= Document passage =
In fact, I gave both gzip and bzip2 a chance, and so far, up to files of 64k, neither has averaged even one byte less than the original--in fact they are all larger!
But if you want me to test it, I would be glad to (I won't give away your program, don't worry...) I would really find it interesting if you can prove me and others wrong...

Andy Baker
08-09-2004, 18:09
Sorry for the strong words I used, but I hope this kind of language will make clear the claims made are totally impossible. I saw these kind of super compression claims many, many times.

Regards,
Werner Bergmans
Eindhoven, Netherlands

While this is understood, please choose words that don't pullute this fine site. This discussion is interesting, and your words are valuable as long as profanity is omitted.

You will be more respected and listened to if you keep things clean and respectful.

Andy B.

ThomasTuttle
08-09-2004, 18:37
See, most of these claims on great compression ratios being made are by supporting a fact that you will always gain a compression down to their so called limit. I have my therom set up so that it has an advantage of gaining compression. This does not mean that it cant gain size either, it just simply means that in the long run the file will get small. And since my therom includes using headers to define what has happened to the piece of data, it has to have a limit because the headers take up space and the data the headers describe take up space.

These headers are 2 bytes each and are just showing predefined info that the compiler already knows. This makes that part 100% reversable. Next the compressed bytes are either 7-bit, 8-bit, or 9-bit. it defines a 7 bit variable with a start of 1 then 6 bits, an 8 with 00 then 6 bits and a 9 with a 01 then 7 bits. As you can see this makes up all 256 values of the asiic set and also is easly reversable. That is a pretty big part in my compression on how it uncompresses. Thats really all i think i can show right now.

edit - I have all of the process written out and I have written it in the way a computer would actually read the files and recompress them, this isnt some theorm that I just wrote down on paper. I went step by step in the process and made sure it was 100% compressable and 100% reversable.

= Problem description =
Can you reproduce the part of the compression thread that begins with the words containing "But if you want" and ends with "and others wrong..."?

= Entries provided =
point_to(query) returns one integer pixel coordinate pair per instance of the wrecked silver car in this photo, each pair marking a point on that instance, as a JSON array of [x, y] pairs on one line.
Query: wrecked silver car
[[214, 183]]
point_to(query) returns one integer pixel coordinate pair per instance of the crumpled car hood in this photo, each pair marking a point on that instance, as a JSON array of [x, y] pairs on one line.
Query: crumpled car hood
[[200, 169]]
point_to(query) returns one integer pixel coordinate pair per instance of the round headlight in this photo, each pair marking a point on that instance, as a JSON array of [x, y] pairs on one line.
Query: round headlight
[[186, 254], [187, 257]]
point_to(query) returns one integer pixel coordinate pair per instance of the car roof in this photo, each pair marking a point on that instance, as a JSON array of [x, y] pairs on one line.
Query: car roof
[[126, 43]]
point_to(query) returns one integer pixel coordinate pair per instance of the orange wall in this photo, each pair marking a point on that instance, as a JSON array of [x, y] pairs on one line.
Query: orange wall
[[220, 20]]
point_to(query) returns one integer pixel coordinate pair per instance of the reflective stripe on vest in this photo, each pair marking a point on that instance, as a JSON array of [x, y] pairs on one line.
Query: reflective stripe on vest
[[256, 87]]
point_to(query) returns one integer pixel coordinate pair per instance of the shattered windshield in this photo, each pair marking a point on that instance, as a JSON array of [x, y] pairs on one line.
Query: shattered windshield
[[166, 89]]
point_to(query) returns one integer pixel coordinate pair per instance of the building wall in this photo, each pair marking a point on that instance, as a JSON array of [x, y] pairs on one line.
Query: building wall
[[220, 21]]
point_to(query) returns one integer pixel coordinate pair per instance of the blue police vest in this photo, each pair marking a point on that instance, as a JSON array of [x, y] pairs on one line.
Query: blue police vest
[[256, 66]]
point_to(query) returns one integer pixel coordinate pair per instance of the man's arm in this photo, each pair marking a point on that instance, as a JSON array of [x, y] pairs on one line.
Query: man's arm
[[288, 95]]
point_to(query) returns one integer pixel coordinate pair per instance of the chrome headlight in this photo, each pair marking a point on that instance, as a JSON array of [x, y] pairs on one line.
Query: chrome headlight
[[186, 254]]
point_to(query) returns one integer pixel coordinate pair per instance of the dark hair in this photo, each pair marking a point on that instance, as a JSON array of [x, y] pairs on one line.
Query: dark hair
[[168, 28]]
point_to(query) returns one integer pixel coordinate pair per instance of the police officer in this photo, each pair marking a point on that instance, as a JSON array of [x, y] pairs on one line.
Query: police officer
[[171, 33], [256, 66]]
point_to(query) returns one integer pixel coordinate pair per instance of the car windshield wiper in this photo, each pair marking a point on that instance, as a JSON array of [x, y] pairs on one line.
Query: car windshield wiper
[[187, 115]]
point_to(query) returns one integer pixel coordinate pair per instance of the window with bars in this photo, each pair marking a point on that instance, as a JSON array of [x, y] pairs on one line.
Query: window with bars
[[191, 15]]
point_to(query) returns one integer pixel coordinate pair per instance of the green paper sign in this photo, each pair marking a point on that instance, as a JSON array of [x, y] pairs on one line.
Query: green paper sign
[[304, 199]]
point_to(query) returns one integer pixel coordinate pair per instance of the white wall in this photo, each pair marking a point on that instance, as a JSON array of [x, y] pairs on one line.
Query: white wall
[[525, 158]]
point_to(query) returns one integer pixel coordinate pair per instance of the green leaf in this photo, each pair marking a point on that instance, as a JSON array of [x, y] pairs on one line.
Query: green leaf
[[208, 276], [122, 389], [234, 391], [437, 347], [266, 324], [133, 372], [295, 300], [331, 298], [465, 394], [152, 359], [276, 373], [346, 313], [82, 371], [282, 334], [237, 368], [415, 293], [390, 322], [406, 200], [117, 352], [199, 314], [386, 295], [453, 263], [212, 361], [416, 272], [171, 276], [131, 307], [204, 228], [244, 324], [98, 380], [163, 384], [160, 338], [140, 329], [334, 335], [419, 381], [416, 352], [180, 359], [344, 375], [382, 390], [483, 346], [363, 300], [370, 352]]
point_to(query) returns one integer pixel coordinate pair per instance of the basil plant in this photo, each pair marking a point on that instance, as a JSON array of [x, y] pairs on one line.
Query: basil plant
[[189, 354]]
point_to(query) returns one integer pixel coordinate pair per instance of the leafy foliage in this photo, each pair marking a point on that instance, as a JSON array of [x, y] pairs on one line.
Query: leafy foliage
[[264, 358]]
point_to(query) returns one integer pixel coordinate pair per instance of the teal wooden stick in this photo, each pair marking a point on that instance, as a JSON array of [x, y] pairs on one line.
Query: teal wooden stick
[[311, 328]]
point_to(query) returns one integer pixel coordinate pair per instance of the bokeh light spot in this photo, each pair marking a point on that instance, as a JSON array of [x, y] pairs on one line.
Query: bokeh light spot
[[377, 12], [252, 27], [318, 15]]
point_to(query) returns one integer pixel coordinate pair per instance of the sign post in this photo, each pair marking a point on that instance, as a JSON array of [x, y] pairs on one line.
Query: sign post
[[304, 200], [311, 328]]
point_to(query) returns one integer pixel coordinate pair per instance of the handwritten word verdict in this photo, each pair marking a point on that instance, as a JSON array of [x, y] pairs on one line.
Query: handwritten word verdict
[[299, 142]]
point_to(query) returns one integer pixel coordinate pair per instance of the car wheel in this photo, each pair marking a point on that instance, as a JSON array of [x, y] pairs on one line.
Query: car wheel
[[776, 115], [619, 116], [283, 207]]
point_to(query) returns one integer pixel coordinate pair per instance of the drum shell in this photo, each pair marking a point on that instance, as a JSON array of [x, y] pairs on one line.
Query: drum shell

= Solution for this task =
But if you want me to test it, I would be glad to (I won't give away your program, don't worry...) I would really find it interesting if you can prove me and others wrong...